• _Exercise requirements_: Copy the rows below word for word, but leave out the pictures.

══ Data listing

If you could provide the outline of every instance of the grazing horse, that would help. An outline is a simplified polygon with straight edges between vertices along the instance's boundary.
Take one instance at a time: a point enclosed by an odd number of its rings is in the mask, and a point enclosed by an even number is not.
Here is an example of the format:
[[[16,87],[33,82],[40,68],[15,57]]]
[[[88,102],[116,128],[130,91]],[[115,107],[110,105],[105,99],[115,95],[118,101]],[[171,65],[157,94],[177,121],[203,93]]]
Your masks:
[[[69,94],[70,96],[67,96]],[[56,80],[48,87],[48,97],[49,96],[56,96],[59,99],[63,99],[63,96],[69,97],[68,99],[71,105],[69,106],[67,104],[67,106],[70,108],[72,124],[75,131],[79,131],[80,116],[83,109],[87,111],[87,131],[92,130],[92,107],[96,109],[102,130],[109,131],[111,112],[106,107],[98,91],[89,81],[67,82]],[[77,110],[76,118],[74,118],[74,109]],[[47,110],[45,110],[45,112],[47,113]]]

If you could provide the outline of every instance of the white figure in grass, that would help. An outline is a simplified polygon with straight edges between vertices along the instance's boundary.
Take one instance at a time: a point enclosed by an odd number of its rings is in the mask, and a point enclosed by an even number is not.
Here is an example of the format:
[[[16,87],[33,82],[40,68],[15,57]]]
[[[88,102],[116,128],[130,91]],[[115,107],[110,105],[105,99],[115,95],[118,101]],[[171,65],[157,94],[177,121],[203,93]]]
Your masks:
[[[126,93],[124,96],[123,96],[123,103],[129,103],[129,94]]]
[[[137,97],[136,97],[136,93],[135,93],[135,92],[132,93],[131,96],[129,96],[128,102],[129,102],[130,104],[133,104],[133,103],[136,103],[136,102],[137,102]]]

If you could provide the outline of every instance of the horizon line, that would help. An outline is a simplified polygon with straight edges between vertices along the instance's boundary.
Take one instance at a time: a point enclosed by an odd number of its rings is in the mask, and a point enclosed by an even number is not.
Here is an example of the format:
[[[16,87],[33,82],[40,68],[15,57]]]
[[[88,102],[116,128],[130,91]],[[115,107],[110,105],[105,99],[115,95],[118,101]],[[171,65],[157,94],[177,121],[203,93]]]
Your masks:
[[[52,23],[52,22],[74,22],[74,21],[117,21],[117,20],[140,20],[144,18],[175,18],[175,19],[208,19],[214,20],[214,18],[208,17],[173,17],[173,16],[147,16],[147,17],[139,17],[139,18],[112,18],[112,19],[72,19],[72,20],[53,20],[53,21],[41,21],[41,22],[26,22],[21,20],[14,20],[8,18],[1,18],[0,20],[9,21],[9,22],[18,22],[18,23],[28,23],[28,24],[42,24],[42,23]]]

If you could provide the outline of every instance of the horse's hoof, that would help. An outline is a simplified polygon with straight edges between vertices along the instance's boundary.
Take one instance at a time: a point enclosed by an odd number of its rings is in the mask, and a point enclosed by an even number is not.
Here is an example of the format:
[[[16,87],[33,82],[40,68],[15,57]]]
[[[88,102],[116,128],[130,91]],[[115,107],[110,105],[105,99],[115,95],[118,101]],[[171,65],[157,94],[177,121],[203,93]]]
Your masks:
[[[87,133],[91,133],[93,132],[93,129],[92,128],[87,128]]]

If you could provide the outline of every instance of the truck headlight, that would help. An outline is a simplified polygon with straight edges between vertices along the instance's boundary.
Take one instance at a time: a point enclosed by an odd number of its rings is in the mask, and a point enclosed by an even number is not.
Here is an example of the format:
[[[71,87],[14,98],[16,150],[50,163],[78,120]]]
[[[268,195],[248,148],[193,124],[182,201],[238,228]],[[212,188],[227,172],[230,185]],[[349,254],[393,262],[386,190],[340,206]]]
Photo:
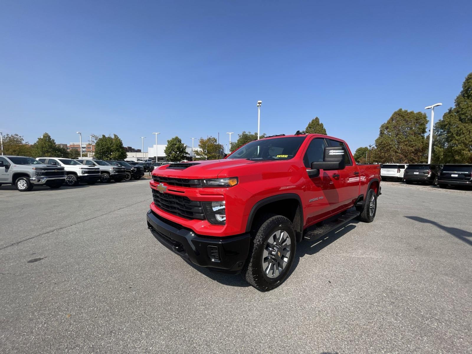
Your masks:
[[[207,220],[214,225],[226,223],[226,207],[223,202],[202,202]]]
[[[216,178],[204,179],[202,184],[207,187],[232,187],[238,184],[237,178],[231,177],[229,178]]]

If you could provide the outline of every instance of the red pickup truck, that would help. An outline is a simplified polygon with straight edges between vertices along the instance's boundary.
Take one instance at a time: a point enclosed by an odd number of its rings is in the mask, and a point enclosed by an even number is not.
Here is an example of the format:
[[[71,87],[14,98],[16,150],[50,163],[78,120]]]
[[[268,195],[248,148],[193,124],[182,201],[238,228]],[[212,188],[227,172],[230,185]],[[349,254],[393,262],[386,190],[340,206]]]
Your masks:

════

• _Correct result_:
If you could provide the outline of every instance of the grazing horse, that would help. An outline is a simplified polygon with straight edges between vertices along the instance's boundary.
Take one instance at a time: a point enclosed by an odd number of its rings is in the mask, and a point enclosed by an even number is not.
Here is an example of the format:
[[[16,87],[33,82],[40,68],[15,57]]]
[[[88,102],[116,128],[130,91]],[[115,107],[110,105],[105,99],[115,95],[118,101]],[[171,65],[157,94],[177,121],[203,93]]]
Your masks:
[[[69,94],[70,96],[67,96]],[[56,80],[48,87],[48,97],[49,96],[56,96],[59,99],[63,99],[63,96],[69,97],[68,99],[71,105],[69,106],[67,104],[67,106],[70,108],[72,124],[75,131],[79,131],[80,116],[83,109],[87,111],[87,131],[92,130],[92,107],[96,109],[102,130],[109,131],[111,112],[106,107],[98,91],[89,81],[67,82]],[[77,110],[76,118],[74,118],[74,109]],[[47,110],[45,110],[45,112],[47,113]]]

If you could provide the outline of every instance of the white figure in grass, that would help. An outline is a simplified polygon with straight edges between vertices along the instance's boundary.
Take one instance at a time: a point enclosed by an odd number of its rings is in the mask, and a point enclosed by an even number is not.
Here is an example of the format:
[[[16,87],[33,82],[40,68],[15,57]]]
[[[88,102],[116,128],[130,91]],[[115,107],[110,105],[105,99],[115,95],[118,101]],[[171,65],[157,94],[177,121],[203,93]]]
Your masks:
[[[126,93],[124,96],[123,96],[123,103],[129,103],[129,94]]]
[[[137,97],[136,97],[136,93],[135,93],[135,92],[132,93],[131,96],[129,96],[128,102],[129,102],[130,104],[133,104],[133,103],[136,103],[136,102],[137,102]]]

If you could provide the outline of every instance of the horizon line, that would help. An outline is a simplified polygon with straight edges between vertices along the instance's boundary.
Take one instance at a time: a point enclosed by an odd number of its rings is in the mask, and a point enclosed by an even number is not.
Here is an example of the format:
[[[16,87],[33,82],[40,68],[15,57]]]
[[[88,102],[116,128],[130,91]],[[115,107],[110,105],[105,99],[115,95],[118,101]],[[171,65],[157,94],[177,121],[203,93]]]
Your masks:
[[[52,23],[52,22],[74,22],[74,21],[117,21],[117,20],[140,20],[144,18],[175,18],[175,19],[208,19],[214,20],[214,18],[208,17],[173,17],[173,16],[147,16],[147,17],[139,17],[139,18],[112,18],[112,19],[72,19],[72,20],[53,20],[53,21],[41,21],[41,22],[26,22],[21,20],[14,20],[8,18],[1,18],[0,20],[9,21],[9,22],[18,22],[18,23],[28,23],[28,24],[42,24],[42,23]]]

If you could provide the outline of every instance of the horse's hoof, that would help. An outline is a simplified polygon with straight edges between vertices along the instance's boundary.
Take one instance at a time: a point enclosed by an odd number of its rings is in the mask, and a point enclosed by an even number is not.
Here is an example of the format:
[[[16,87],[33,82],[40,68],[15,57]]]
[[[88,102],[116,128],[130,91]],[[115,107],[110,105],[105,99],[115,95],[118,101]],[[171,65],[157,94],[177,121],[203,93]]]
Your masks:
[[[87,133],[91,133],[93,132],[93,129],[92,128],[87,128]]]

If you could provide the outline of every instance of the truck headlight, that would help. An outline is a simplified polygon with straight edges between vertices along the instance's boundary.
Take one instance at a time: a point enclosed by an odd number of its rings is in the mask, and a point enclosed by an even number is not.
Here is an example of the format:
[[[71,87],[14,98],[16,150],[50,163],[78,120]]]
[[[268,195],[248,148],[193,124],[182,201],[238,228]],[[212,188],[227,172],[230,185]],[[349,254],[393,262],[386,190],[340,206]]]
Photo:
Your masks:
[[[207,220],[214,225],[226,223],[226,207],[223,202],[202,202]]]
[[[216,178],[204,179],[202,184],[207,187],[232,187],[238,184],[237,178],[231,177],[229,178]]]

If you could provide the outline of every instance of the red pickup truck, that would help. An outline is a simplified polygon with straight edges between vertices along the instance's boundary.
Take one instance at a time: a point enclosed by an odd number of its rings is in the mask, and a point enclosed by an even number is not.
Here is an example of the format:
[[[71,87],[14,98],[16,150],[50,163],[78,120]]]
[[[268,195],[248,148],[193,124],[182,201],[238,228]],[[212,188],[227,172],[230,185]],[[349,254],[393,262],[386,190],[340,206]]]
Your masks:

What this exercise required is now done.